» **EXERCISE GOAL**: Set down each line of the data below exactly as it stands, dropping the pictures.

++++++++

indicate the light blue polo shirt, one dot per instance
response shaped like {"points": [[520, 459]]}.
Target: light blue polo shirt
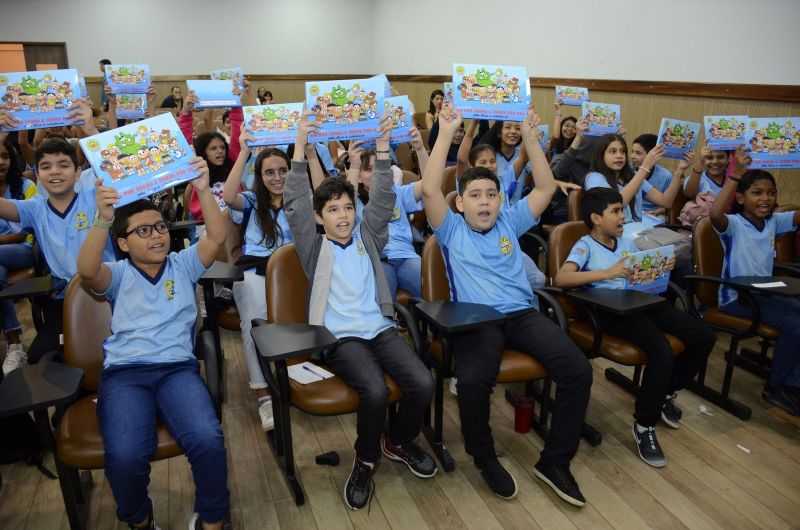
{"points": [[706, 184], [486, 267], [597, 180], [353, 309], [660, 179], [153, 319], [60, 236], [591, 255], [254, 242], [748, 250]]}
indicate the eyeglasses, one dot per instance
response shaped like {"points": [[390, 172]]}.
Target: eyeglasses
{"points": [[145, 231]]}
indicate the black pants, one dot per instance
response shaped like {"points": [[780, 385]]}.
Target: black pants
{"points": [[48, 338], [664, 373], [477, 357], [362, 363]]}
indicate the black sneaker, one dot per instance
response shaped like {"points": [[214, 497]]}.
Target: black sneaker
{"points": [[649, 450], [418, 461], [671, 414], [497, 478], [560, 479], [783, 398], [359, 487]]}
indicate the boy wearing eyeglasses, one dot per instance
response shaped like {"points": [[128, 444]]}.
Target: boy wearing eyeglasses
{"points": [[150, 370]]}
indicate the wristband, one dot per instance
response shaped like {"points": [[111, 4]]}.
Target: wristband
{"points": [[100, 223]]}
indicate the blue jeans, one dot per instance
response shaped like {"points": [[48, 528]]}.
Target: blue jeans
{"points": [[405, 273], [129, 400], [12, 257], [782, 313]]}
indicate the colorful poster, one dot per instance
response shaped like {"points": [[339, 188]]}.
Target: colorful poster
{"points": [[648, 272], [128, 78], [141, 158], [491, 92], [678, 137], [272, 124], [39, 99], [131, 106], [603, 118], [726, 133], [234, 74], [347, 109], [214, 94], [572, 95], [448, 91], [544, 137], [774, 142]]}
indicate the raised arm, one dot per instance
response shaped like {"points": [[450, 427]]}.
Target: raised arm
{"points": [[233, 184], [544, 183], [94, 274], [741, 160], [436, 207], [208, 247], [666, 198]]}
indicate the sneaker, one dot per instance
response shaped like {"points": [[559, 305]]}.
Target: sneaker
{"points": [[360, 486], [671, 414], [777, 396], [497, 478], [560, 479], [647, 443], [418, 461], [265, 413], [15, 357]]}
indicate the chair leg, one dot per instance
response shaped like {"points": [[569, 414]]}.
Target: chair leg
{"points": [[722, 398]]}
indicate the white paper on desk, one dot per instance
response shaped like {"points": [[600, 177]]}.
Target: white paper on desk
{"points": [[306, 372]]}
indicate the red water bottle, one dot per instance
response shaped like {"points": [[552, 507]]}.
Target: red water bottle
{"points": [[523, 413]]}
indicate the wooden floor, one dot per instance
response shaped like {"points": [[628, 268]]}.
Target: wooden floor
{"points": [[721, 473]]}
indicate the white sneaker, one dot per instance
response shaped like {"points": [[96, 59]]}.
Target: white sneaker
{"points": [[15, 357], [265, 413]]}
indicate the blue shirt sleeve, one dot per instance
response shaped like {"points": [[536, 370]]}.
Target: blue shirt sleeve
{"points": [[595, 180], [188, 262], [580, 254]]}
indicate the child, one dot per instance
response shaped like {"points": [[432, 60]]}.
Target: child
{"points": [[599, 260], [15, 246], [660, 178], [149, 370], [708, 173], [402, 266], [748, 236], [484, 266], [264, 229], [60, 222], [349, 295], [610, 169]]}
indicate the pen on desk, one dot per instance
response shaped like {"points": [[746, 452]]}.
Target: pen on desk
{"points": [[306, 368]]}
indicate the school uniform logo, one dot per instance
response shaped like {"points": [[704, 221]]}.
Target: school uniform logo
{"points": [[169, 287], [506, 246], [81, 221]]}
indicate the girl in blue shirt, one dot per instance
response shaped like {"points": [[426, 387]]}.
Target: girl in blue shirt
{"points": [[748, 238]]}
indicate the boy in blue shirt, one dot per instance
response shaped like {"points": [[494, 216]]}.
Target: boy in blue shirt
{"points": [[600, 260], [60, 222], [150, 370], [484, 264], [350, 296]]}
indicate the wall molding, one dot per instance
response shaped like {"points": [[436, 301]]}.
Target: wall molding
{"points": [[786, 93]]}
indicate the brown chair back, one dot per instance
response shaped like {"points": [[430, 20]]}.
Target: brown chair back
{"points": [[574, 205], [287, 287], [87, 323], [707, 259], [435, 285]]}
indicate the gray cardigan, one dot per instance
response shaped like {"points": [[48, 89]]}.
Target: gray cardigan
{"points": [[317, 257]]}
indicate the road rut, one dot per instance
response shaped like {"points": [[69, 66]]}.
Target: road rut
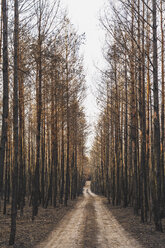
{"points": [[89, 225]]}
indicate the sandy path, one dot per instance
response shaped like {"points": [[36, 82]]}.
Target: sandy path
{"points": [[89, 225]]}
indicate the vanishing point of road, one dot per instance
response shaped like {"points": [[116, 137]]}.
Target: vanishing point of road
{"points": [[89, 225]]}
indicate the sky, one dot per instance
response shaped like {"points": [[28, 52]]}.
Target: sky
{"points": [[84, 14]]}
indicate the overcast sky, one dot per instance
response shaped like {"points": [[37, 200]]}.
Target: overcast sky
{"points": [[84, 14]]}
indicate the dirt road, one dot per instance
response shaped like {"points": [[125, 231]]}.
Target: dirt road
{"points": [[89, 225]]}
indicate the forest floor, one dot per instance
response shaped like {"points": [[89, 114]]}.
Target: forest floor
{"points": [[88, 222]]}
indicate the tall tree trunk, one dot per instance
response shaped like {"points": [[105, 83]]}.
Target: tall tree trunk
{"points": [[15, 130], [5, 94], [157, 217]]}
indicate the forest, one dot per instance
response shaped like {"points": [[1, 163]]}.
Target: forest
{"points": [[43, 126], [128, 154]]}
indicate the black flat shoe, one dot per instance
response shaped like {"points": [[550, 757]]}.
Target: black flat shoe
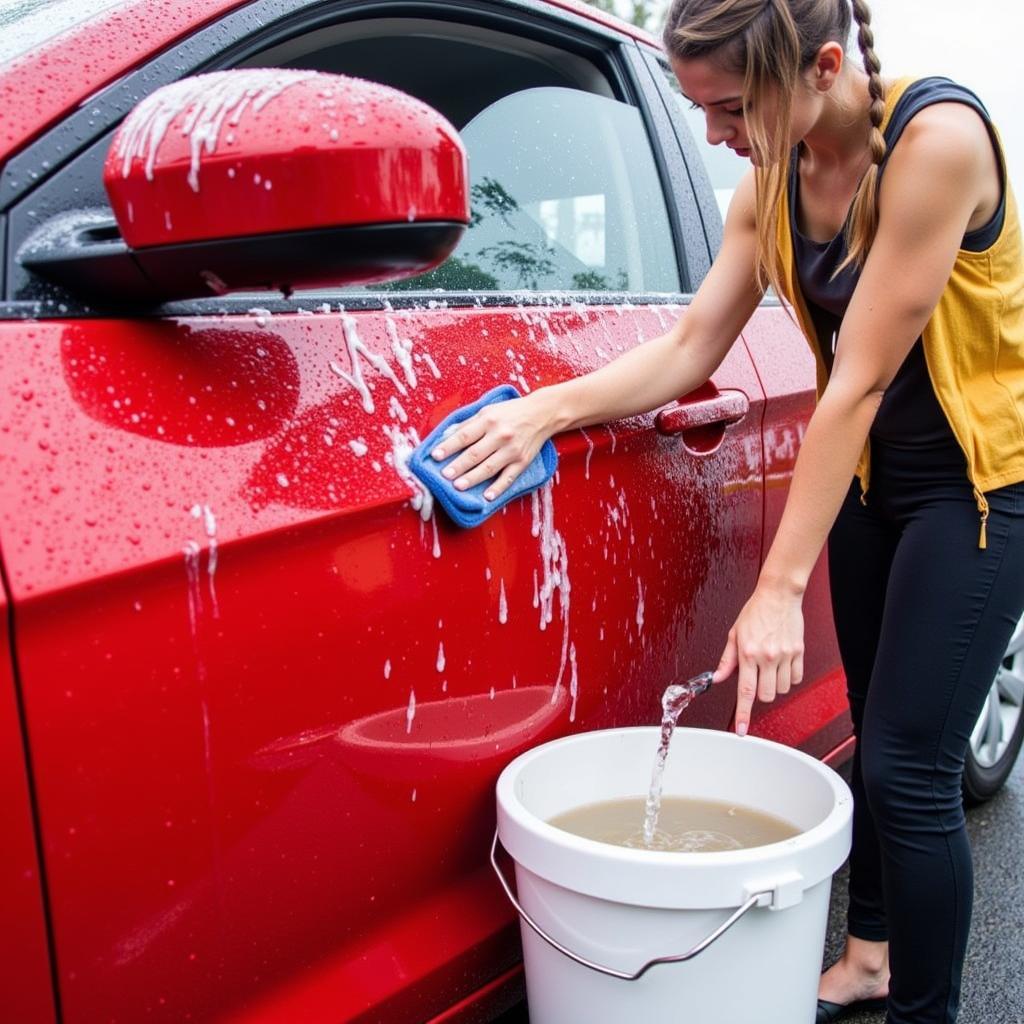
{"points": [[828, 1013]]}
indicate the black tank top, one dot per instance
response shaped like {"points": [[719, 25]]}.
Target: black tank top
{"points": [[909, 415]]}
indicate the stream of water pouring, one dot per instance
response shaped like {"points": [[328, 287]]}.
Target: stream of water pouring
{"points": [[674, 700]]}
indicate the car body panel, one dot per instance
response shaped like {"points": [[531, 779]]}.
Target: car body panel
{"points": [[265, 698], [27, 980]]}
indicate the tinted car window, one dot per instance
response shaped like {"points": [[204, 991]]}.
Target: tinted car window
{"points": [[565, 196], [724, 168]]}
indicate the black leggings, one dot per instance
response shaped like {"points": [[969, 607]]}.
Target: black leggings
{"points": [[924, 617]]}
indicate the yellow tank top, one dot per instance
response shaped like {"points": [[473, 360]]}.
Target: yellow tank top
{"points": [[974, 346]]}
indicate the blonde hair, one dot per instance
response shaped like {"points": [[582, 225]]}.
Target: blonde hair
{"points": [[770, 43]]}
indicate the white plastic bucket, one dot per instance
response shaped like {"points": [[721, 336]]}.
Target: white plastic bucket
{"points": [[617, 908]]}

++++++++

» **ANSWER TO THIS PROBLEM**:
indicate the light blue polo shirt, one dot per instance
response shaped like {"points": [[520, 459]]}.
Target: light blue polo shirt
{"points": [[706, 184], [486, 267], [597, 180], [353, 309], [660, 179], [153, 319], [60, 236], [591, 255], [254, 242], [748, 250]]}
indicate the eyeglasses, one dot per instance
response shaped like {"points": [[390, 172]]}.
Target: eyeglasses
{"points": [[145, 231]]}
indicate the black pants, one dot per instance
response shaped like {"points": [[780, 385]]}.
Target: black pants
{"points": [[48, 338], [664, 373], [477, 357], [362, 363]]}
indicate the black sneaker, one dot per instance
response shaped like {"points": [[214, 497]]}.
Target: black sneaker
{"points": [[649, 450], [418, 461], [671, 414], [497, 478], [560, 479], [783, 398], [359, 487]]}
indicate the boy wearing eyeglasses, one dot per instance
response shaped like {"points": [[128, 444]]}.
Target: boy wearing eyeglasses
{"points": [[150, 370]]}
indicate the wristband, one dot per instance
response shaped like {"points": [[111, 4]]}.
Target: wristband
{"points": [[100, 223]]}
indicate the blue jeans, one dot per instance
response shaped like {"points": [[48, 528]]}.
Target: blue jeans
{"points": [[405, 273], [129, 400], [12, 257], [782, 313]]}
indicate the colorful poster, one dot per instance
response shaped like {"points": [[339, 188]]}.
Target: colorful poster
{"points": [[648, 272], [128, 78], [141, 158], [491, 92], [678, 137], [272, 124], [39, 99], [131, 106], [603, 118], [726, 133], [234, 74], [347, 109], [214, 94], [572, 95], [448, 91], [544, 137], [774, 142]]}
indicate the raised arm, one dot per instance
response shaped like {"points": [[450, 427]]}.
Target: raised arm
{"points": [[233, 184], [544, 183], [94, 274], [741, 160], [436, 207], [208, 247], [666, 198]]}
indicate the sneaker, one dot per instance
response shaped like {"points": [[559, 305]]}.
Target: sneaker
{"points": [[360, 486], [671, 414], [777, 396], [497, 478], [560, 479], [647, 443], [418, 461], [265, 413], [15, 357]]}
indicate the chair leg, one dot per instance
response shaped like {"points": [[569, 414]]}.
Target: chair leg
{"points": [[722, 398]]}
indicate the white paper on desk, one dot per instance
response shaped like {"points": [[600, 177]]}.
Target: white paper on desk
{"points": [[306, 372]]}
indicate the red water bottle, one dot per instance
response shaped like {"points": [[552, 507]]}.
Target: red water bottle
{"points": [[523, 413]]}
indicate the wooden floor, one dot per instance
response shaped like {"points": [[628, 268]]}.
Target: wooden floor
{"points": [[721, 473]]}
indicate the white sneaker, one dot per instance
response shaped like {"points": [[96, 59]]}.
Target: white sneaker
{"points": [[15, 357], [265, 413]]}
indicate the blue shirt sleeve, one dot per instance
response shaped like {"points": [[536, 370]]}.
Target: blue shirt sleeve
{"points": [[595, 180], [188, 262], [580, 254]]}
indicate the child, one dot per instance
response shaped like {"points": [[432, 60]]}.
Target: child
{"points": [[599, 260], [15, 246], [660, 178], [149, 370], [708, 173], [402, 266], [748, 236], [484, 266], [264, 229], [60, 222], [349, 295], [610, 169]]}
indicate the pen on desk, one dot per instance
response shaped like {"points": [[746, 452]]}.
Target: pen on desk
{"points": [[306, 368]]}
indicate the school uniform logo, one dot per instance
response shaped like {"points": [[704, 221]]}.
Target: school uniform logo
{"points": [[169, 287], [506, 246], [81, 221]]}
indicate the girl in blue shirt, one dot per instance
response shaped like {"points": [[426, 387]]}.
Target: girl in blue shirt
{"points": [[748, 238]]}
indicate the boy in blue shirt, one dot per instance
response shaped like {"points": [[494, 216]]}.
Target: boy in blue shirt
{"points": [[600, 260], [60, 222], [150, 370], [484, 264], [350, 296]]}
indicate the wall molding, one dot per instance
response shaped like {"points": [[436, 301]]}.
Target: wall molding
{"points": [[786, 93]]}
indicate the brown chair back, one dot per instance
response shaped like {"points": [[430, 20]]}.
Target: brown chair back
{"points": [[574, 205], [287, 287], [87, 323], [707, 259], [435, 285]]}
indicate the gray cardigan, one dot per instance
response shaped like {"points": [[48, 89]]}.
Target: gray cardigan
{"points": [[317, 257]]}
indicate the road rut, one dot per instance
response shaped like {"points": [[69, 66]]}.
Target: road rut
{"points": [[89, 225]]}
indicate the sandy path, one dot per instance
response shaped like {"points": [[36, 82]]}.
Target: sandy path
{"points": [[89, 225]]}
indicate the vanishing point of road, one dot per instance
response shaped like {"points": [[116, 137]]}.
Target: vanishing point of road
{"points": [[89, 225]]}
indicate the sky, one dot per instance
response shaped like {"points": [[28, 52]]}.
Target: sky
{"points": [[84, 14]]}
indicate the overcast sky, one dot per instance
response shaped like {"points": [[37, 200]]}.
Target: overcast sky
{"points": [[84, 14]]}
indicate the dirt road, one dot per instance
response shaped like {"points": [[125, 231]]}.
Target: dirt road
{"points": [[89, 225]]}
indicate the forest floor, one dot per instance
response shaped like {"points": [[89, 114]]}.
Target: forest floor
{"points": [[88, 222]]}
indicate the tall tree trunk, one dot per instance
response shaped like {"points": [[105, 83]]}.
Target: tall tree trunk
{"points": [[15, 130], [5, 94], [157, 217]]}
indicate the forest, one dot per instance
response shaped like {"points": [[1, 163]]}.
Target: forest
{"points": [[43, 126], [128, 154]]}
indicate the black flat shoe, one dot per instance
response shaped like {"points": [[550, 757]]}.
Target: black flat shoe
{"points": [[828, 1013]]}
indicate the black tank top, one dot per instance
response shaped like {"points": [[719, 25]]}.
Target: black tank top
{"points": [[909, 415]]}
indicate the stream of water pouring, one dot per instance
response shaped like {"points": [[328, 287]]}.
Target: stream of water pouring
{"points": [[674, 700]]}
indicate the car body panel, one dot per instance
response shaped like {"points": [[531, 779]]}.
Target: car body panel
{"points": [[265, 698], [27, 980]]}
indicate the tinted car window, one dot per instance
response shaped like {"points": [[204, 991]]}.
Target: tinted car window
{"points": [[565, 196], [724, 168]]}
indicate the black leggings, one dot per instance
response shaped like {"points": [[969, 607]]}.
Target: black leggings
{"points": [[924, 617]]}
indicate the yellow tank top, one dot per instance
response shaped like {"points": [[473, 360]]}.
Target: yellow tank top
{"points": [[974, 346]]}
indicate the blonde hair, one dot per instance
response shaped like {"points": [[582, 225]]}.
Target: blonde hair
{"points": [[770, 43]]}
indicate the white plastic bucket, one dot per instance
response shaped like {"points": [[721, 336]]}.
Target: white plastic bucket
{"points": [[617, 908]]}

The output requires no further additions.